- _INSTRUCTION_
Render the listing below as a Markdown table with the columns "Row" and "Line", numbering each line in order and skipping blank lines.

- _AVAILABLE RECORDS_
>>>>>
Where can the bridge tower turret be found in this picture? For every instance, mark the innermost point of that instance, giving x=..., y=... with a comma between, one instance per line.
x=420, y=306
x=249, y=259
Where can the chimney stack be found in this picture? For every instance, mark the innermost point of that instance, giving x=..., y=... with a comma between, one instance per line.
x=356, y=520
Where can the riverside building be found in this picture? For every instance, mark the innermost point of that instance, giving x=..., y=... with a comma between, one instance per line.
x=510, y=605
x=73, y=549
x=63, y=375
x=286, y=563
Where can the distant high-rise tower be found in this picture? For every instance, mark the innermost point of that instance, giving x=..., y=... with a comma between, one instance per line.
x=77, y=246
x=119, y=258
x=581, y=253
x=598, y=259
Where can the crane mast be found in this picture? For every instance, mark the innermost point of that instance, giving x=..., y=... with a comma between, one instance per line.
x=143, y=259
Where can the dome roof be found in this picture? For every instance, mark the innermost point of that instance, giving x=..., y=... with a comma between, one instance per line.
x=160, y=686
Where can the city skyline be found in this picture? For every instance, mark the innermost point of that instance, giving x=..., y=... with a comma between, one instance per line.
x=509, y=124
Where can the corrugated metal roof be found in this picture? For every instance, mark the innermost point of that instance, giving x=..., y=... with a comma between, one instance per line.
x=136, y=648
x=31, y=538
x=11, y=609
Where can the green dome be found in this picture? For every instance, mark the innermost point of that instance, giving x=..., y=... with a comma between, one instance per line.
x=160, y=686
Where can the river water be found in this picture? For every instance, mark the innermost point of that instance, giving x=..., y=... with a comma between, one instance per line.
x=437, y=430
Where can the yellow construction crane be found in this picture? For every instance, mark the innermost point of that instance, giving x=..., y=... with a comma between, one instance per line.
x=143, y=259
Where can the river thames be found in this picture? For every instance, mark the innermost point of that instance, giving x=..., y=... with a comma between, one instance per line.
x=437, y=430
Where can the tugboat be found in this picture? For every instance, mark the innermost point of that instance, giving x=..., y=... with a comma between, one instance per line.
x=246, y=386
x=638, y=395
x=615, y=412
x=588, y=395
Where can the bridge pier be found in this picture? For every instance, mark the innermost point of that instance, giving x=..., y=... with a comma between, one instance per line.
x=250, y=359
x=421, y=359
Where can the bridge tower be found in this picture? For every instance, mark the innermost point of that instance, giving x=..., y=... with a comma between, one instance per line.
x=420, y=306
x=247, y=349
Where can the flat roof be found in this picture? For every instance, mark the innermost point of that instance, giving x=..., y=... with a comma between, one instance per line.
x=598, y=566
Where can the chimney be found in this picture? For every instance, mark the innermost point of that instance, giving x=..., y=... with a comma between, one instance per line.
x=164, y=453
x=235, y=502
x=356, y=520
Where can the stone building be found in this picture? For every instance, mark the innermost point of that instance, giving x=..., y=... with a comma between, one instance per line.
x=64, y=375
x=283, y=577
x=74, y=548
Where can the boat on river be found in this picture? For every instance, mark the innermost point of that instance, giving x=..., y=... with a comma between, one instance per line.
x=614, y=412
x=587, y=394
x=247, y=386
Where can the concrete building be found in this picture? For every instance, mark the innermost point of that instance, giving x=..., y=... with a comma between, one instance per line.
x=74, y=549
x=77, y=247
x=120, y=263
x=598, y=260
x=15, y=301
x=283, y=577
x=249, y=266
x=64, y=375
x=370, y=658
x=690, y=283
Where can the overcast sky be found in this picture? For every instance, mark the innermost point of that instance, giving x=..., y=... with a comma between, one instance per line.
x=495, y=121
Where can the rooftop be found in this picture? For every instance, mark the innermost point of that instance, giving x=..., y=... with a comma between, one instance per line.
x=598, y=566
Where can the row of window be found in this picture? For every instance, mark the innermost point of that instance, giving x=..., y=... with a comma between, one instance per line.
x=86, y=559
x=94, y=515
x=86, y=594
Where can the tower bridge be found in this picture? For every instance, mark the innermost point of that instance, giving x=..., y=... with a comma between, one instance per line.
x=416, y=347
<<<<<
- _FINISHED EXERCISE_
| Row | Line |
|---|---|
| 1 | Where can the bridge tower turret be found in this picture? For every instance, mark the innermost point of that instance, giving x=..., y=... with a comma between, one instance per line. |
| 2 | x=420, y=306 |
| 3 | x=249, y=259 |
| 4 | Where can the chimney stack be found in this picture? For every instance, mark the innermost point of that instance, giving x=..., y=... with a comma between, one instance per line. |
| 5 | x=356, y=520 |
| 6 | Where can the riverside building be found in this picture? For every instance, mark the innermost point of that instance, giving x=..., y=... with a comma between, one instance per line. |
| 7 | x=510, y=605 |
| 8 | x=73, y=549 |
| 9 | x=63, y=375 |
| 10 | x=286, y=563 |
| 11 | Where can the distant high-rise tower be found in this picture? For every instance, mark the innermost point of that instance, giving x=..., y=... with a comma between, one instance per line. |
| 12 | x=77, y=246 |
| 13 | x=119, y=258 |
| 14 | x=581, y=253 |
| 15 | x=598, y=259 |
| 16 | Where can the crane mast be found in this picture? For every instance, mark the innermost point of that instance, giving x=..., y=... with a comma between, one instance per line. |
| 17 | x=143, y=259 |
| 18 | Where can the dome roof be found in this picture? For every instance, mark the innermost point of that instance, giving x=..., y=... with a comma between, one instance per line. |
| 19 | x=160, y=686 |
| 20 | Where can the city skyline be found in this picture? For every instance, mark the innermost point of that instance, giving x=..., y=... with a comma between, one instance per line. |
| 21 | x=509, y=124 |
| 22 | Where can the corrugated metal roof be found in this picture? For every instance, mark the innermost point of that instance, giving x=..., y=... with a comma between, one instance per line. |
| 23 | x=136, y=648 |
| 24 | x=31, y=538 |
| 25 | x=11, y=609 |
| 26 | Where can the green dome be found in this picture? For every instance, mark the innermost point of that instance, giving x=..., y=... with a comma between, one instance per line. |
| 27 | x=160, y=686 |
| 28 | Where can the river water be found in this picture? For every instance, mark the innermost point of that instance, giving x=..., y=... with a comma between, one instance per line. |
| 29 | x=437, y=430 |
| 30 | Where can the yellow construction crane be found in this picture? For every instance, mark the innermost point of that instance, giving x=..., y=... with a comma between, one instance per line. |
| 31 | x=143, y=259 |
| 32 | Where can the river thames be found in this picture? For every instance, mark the innermost point of that instance, giving x=..., y=... with a comma between, one instance per line. |
| 33 | x=437, y=430 |
| 34 | Where can the tugboat be found in this picture? For every instance, mark the innermost point of that instance, giving x=..., y=... with a comma between, one instance per line. |
| 35 | x=246, y=386 |
| 36 | x=638, y=395 |
| 37 | x=615, y=412 |
| 38 | x=588, y=395 |
| 39 | Where can the bridge pier be found in this picture? For every instance, mark the innermost point of that instance, giving x=..., y=... with a comma between, one instance per line. |
| 40 | x=250, y=359 |
| 41 | x=421, y=359 |
| 42 | Where can the bridge tower be found in this picture? For every instance, mark the innermost point of that instance, giving x=..., y=... with a comma between, one instance per line. |
| 43 | x=420, y=306 |
| 44 | x=247, y=349 |
| 45 | Where can the flat roof be found in this picture? For every instance, mark the innermost point of that instance, giving x=..., y=... with a comma between, one instance per line. |
| 46 | x=598, y=566 |
| 47 | Where can the chimney be found in this picture? For every instance, mark the innermost point of that instance, giving x=..., y=... with a comma between, one instance per line. |
| 48 | x=164, y=453 |
| 49 | x=235, y=502 |
| 50 | x=356, y=520 |
| 51 | Where can the stone building be found in this picture? For every instance, mark the innermost point of that instance, giving x=..., y=... with a comma between, one instance per line. |
| 52 | x=64, y=375 |
| 53 | x=283, y=577 |
| 54 | x=74, y=548 |
| 55 | Where can the boat on river be found in this picture? For every instance, mark the innermost point of that instance, giving x=..., y=... with a comma between, one instance per line. |
| 56 | x=614, y=412 |
| 57 | x=587, y=394 |
| 58 | x=247, y=386 |
| 59 | Where can the concrete building be found in this picture? For every instance, mark the innermost point of that instance, giving x=..., y=... with a comma between, one instance per line. |
| 60 | x=74, y=549 |
| 61 | x=77, y=247 |
| 62 | x=120, y=263 |
| 63 | x=598, y=260 |
| 64 | x=15, y=301 |
| 65 | x=283, y=577 |
| 66 | x=249, y=266 |
| 67 | x=64, y=375 |
| 68 | x=370, y=658 |
| 69 | x=690, y=283 |
| 70 | Where can the overcast sky be found in this picture? For every instance, mark the innermost point of that instance, giving x=..., y=... with a comma between, one instance per line. |
| 71 | x=495, y=121 |
| 72 | Where can the rooftop be found in this picture? For every instance, mark the innermost point of that instance, giving x=..., y=... with a comma between, one instance per line. |
| 73 | x=598, y=566 |
| 74 | Where can the row of window be found in this picture? For every instance, mark the innermost point of that instance, giving x=..., y=... with a comma between, one instance per line. |
| 75 | x=86, y=559 |
| 76 | x=94, y=515 |
| 77 | x=86, y=594 |
| 78 | Where can the tower bridge be found in this picture? For every instance, mark the innermost point of that instance, giving x=..., y=... with a comma between, one instance per line. |
| 79 | x=416, y=347 |